──────── Text block

Some of the earliest images Tom collected came from the family farm he grew up on in Lancaster County. Pennsylvania. By agricultural standards, it was a fairly small farm—about ninety acres or so. They grew wheat, soy bean, corn and tobacco. Raised steer and pigs. Tom’s grandfather, Wilson Chambers, had purchased it during the Great Depression, and throughout the summer and into the fall, Tom and his four brothers would often roam through the woods surrounding it, overturning rocks, climbing trees, sucking in the natural world which freely allowed them to delight in her charms.
That farmhouse in rural Pennsylvania pulsed with creativity. Both his grandfather and grandmother were visual artists; he an illustrator, she a painter. It was his grandmother who taught Tom to paint and to draw. She was patient with him and nurtured his creative streak. Tom’s grandfather was part of the Brandywine School. After all, the Chambers’ place was less than an hour away from Chadds Ford Township, home to legendary illustrator N.C. Wyeth. So there was that influence early on, and though his grandfather was drawn to the work of the elder Wyeth, Tom preferred the paintings of Andrew, whose landscapes and interiors, as barren as they might seem, radiated pure emotion that could sear the eyes.
When he wasn’t out exploring the woodlands, Tom would travel with his father to that impounded eight-mile stretch of the Susquehanna River called Lake Clarke, which was a Depression-era initiative that produced hydroelectric power. On that lake, the Chambers would canoe or sail for hours on end. “My dad was a boat builder, that was one of his hobbies,” says Tom. “And we had a lot of canoes.”
When Tom came of age, as the war in Indochina raged, he enlisted in the Navy for a four-year stint. That was in 1966, and they sent him off for a full year of schooling at Great Lakes. He learned boat engine mechanics there, and then was sent to Short School in San Diego for Swift Boats. Then it was off to Vietnam, specifically, Qui Nho’n, a coastal city on Dam Thi Nai. Late one night, the base where Tom was stationed was attacked by the Viet Cong. Tom escaped with a flesh wound that earned him a Purple Heart, and he hoped a return stateside. “But they just stitched it up and sent me back to the base,” he says.
Later, Tom returned to Norfolk and was stationed on a World War II destroyer in the Mediterranean, then back again to Asia, this time aboard a guided missile cruiser in the Pacific off the coast of Viet Nam. “We refueled helicopters and did helicopter operations,” says Tom. “I was in charge of the fuel.”

────────────────

* [Exercise directions]:
From the passage about Tom, quote the part that opens with the words containing "Some of the" and closes with "in her charms.".

──────── Data listing

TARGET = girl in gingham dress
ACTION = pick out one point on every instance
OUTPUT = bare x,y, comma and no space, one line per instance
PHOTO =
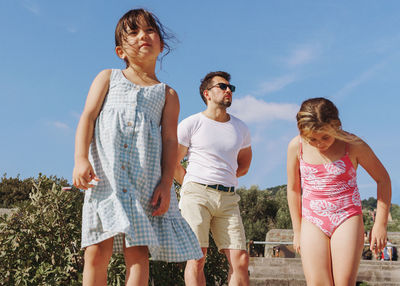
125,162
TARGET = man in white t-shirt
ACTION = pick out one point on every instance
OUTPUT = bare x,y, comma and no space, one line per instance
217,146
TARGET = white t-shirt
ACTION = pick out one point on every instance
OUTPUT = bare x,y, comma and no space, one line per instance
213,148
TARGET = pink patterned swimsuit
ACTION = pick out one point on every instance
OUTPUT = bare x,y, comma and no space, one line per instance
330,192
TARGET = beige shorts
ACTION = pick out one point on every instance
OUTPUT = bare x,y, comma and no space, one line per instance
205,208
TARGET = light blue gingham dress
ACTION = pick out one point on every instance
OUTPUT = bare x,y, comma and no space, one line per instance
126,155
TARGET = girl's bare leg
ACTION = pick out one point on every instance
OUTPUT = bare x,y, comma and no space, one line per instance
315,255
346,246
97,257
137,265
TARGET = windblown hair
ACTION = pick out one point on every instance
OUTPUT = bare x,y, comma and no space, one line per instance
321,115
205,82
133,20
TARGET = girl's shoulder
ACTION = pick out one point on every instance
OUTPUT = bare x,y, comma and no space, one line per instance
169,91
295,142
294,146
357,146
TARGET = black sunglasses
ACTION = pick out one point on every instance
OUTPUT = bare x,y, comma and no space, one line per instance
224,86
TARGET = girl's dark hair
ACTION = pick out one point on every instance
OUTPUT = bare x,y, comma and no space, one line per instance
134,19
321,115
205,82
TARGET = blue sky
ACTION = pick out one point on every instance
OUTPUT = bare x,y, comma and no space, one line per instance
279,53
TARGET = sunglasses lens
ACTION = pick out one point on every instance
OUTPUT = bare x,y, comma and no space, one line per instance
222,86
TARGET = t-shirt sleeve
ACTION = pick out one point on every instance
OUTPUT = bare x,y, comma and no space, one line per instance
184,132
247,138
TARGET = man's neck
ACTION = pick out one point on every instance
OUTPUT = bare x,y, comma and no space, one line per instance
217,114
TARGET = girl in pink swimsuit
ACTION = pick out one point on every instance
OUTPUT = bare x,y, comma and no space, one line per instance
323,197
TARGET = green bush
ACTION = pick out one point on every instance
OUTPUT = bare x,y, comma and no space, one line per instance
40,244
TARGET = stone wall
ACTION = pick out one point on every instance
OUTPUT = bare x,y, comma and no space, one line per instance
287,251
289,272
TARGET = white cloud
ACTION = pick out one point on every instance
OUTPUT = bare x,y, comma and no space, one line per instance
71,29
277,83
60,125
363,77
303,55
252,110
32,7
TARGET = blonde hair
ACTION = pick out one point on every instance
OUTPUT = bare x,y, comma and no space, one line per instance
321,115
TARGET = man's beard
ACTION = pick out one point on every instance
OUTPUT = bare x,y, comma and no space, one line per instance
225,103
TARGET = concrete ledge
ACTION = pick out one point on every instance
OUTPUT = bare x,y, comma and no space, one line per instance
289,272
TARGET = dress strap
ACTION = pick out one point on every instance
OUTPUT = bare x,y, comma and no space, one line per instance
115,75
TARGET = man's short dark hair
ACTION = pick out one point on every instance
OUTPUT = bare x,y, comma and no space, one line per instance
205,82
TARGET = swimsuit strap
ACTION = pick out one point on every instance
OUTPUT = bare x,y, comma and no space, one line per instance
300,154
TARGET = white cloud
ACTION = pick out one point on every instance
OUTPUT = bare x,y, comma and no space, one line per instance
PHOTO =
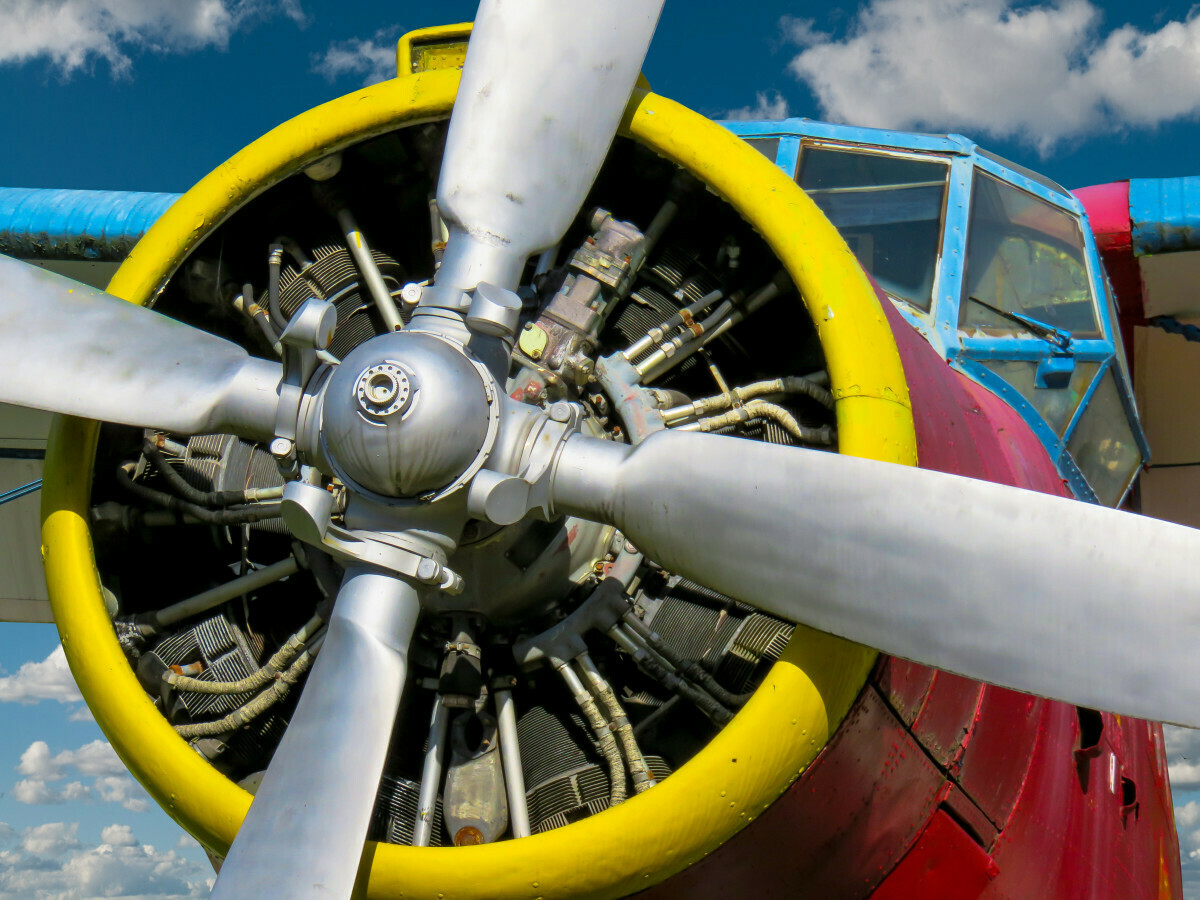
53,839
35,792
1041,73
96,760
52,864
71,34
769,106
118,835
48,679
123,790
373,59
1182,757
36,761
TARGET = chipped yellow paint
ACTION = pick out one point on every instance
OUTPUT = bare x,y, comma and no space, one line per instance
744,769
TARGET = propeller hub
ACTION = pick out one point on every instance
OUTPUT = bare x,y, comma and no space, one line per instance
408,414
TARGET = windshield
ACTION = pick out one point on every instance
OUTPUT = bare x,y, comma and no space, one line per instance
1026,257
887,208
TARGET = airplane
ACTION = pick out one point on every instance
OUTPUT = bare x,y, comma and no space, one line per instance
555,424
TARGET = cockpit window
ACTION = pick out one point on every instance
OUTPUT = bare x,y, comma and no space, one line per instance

────────────────

* [Answer section]:
Some of the earliest images Tom collected came from the family farm he grew up on in Lancaster County. Pennsylvania. By agricultural standards, it was a fairly small farm—about ninety acres or so. They grew wheat, soy bean, corn and tobacco. Raised steer and pigs. Tom’s grandfather, Wilson Chambers, had purchased it during the Great Depression, and throughout the summer and into the fall, Tom and his four brothers would often roam through the woods surrounding it, overturning rocks, climbing trees, sucking in the natural world which freely allowed them to delight in her charms.